WHAT NEEDS TO BE DONE: Word for word, the listing below should be printed again.

─── SOURCE DATA ───

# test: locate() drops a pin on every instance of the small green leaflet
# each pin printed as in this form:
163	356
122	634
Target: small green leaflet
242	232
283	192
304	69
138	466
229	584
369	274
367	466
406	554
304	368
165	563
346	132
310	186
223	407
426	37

───

OUTPUT:
# test: locate() drops a pin on every instance of the small green leaflet
# each pin printed as in this form:
163	356
122	634
Target: small green leaflet
242	232
283	192
304	69
138	466
229	584
369	274
367	466
406	554
304	368
165	563
346	132
310	186
223	407
426	37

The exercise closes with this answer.